WRITTEN TASK A:
From the article on Mexico's energy reform below, set down the passage from "The Ministry of Energy has" to "on its own." word for word.
WRITTEN TASK B:
Recast the paragraph of the article on Mexico's energy reform that begins "The Ministry of Energy will ultimately decide" as a bulleted list of the ministry's duties.
WRITTEN TASK C:
Using the article on Mexico's energy reform, answer yes or no for each statement and quote the words that settle it: (i) Pemex has had exclusive control of Mexico's energy industry for 75 years. (ii) Concessions are among the contract models under consideration. (iii) Pemex asked to retain half of Mexico's prospective hydrocarbon resources.

SOURCE TEXT:
For Mexico, constitutional reform was just the first step in the long process of opening up its energy industry to outside investment. Secondary laws must now be passed, and existing laws need to be modified to establish a framework for participation in the industry which, for 75 years, has been the exclusive domain of Petroleos Mexicanos (Pemex).
The degree of private participation will be influenced heavily by the contract models selected by the Mexican government, their fiscal terms, and the prospectivity of reserves open to investment.
“There is going to be a deep transformation in the industry, not just Pemex,” Jordy Herrera, Mexico’s former secretary of energy told Mayer Brown’s Global Energy Conference in Houston.
Included in the package are several laws pertaining to oil and gas exploration and production, such as the proposed Law of Hydrocarbons, the Law of Hydrocarbon Revenues, and the Law of Petroleos Mexicanos (Pemex). The legislation was slated to be debated in a special session of Congress in late June.
“It is up to Congress to determine under what terms and conditions” the private sector has to abide by, Jose Valera, partner in Mayer Brown’s energy practice, told UOGR.
After laws are finalized, existing regulatory agencies must be configured to regulate private sector activity and grant permits. These agencies are accustomed to working exclusively with Pemex.
“It’s a huge job,” Valera said.
Another pending step involves determining for which fields Pemex will hold exclusive development rights. The national oil company in March requested it be allowed to retain 100% of Mexico’s producing areas, 83% of proven and probable reserves, and 31% of prospective hydrocarbon resources.
The Ministry of Energy has until Sept. 17 to decide how much Pemex keeps. “My opinion is it is going to change a little,” Herrera said. He expects Pemex will be allowed to keep about 75% of the country’s known resources, and the remaining 25% will be opened up for competitive bidding.
Likely to end up on the auction block are some deepwater areas and areas prospective to shale development. Herrera said Pemex lacks the funds, technology, and experience to develop all of these challenging areas on its own.
Mayer Brown research suggests that some shallow-water areas, mature fields, and extra-heavy oil fields may also be made available for international bidders.
The Ministry of Energy will ultimately decide which geographic areas to make available for international bidding and when they will be unveiled. The ministry will also be responsible for deciding which contract types will be applied to which areas, evaluating bids, awarding contracts, and later monitoring exploration and production plans to ensure contract compliance and maximize productivity.
Contract models under consideration include production-sharing agreements, profit-sharing agreements, pure service contracts, and licenses but not concessions. For companies considering participation in the the first bid rounds, Valera said, the attractiveness of investment will be determined by the fiscal terms and conditions selected for the new contracts.

DATA SECTION:

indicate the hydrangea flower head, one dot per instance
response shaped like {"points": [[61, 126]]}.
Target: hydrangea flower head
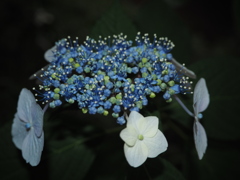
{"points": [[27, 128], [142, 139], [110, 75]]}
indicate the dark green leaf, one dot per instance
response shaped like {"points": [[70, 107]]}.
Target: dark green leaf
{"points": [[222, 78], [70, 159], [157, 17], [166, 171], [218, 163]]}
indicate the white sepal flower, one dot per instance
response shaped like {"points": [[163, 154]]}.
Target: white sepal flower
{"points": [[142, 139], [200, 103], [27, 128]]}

---

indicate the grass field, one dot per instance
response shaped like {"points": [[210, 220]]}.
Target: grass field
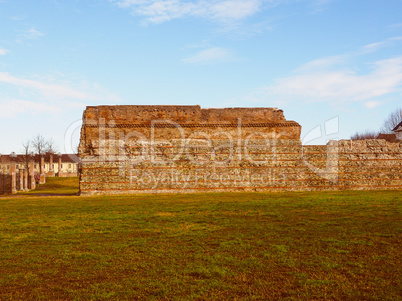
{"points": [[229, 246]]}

WORKED ANSWER A:
The Ministry of Energy has until Sept. 17 to decide how much Pemex keeps. “My opinion is it is going to change a little,” Herrera said. He expects Pemex will be allowed to keep about 75% of the country’s known resources, and the remaining 25% will be opened up for competitive bidding.
Likely to end up on the auction block are some deepwater areas and areas prospective to shale development. Herrera said Pemex lacks the funds, technology, and experience to develop all of these challenging areas on its own.

WORKED ANSWER B:
The Ministry of Energy will:
- choose which geographic areas to offer for international bidding and when to unveil them
- decide which contract types apply to which areas
- evaluate bids
- award contracts
- monitor exploration and production plans afterward to ensure contract compliance and maximize productivity

WORKED ANSWER C:
(i) Yes: "for 75 years, has been the exclusive domain of Petroleos Mexicanos (Pemex)"
(ii) No: "licenses but not concessions"
(iii) No: "31% of prospective hydrocarbon resources"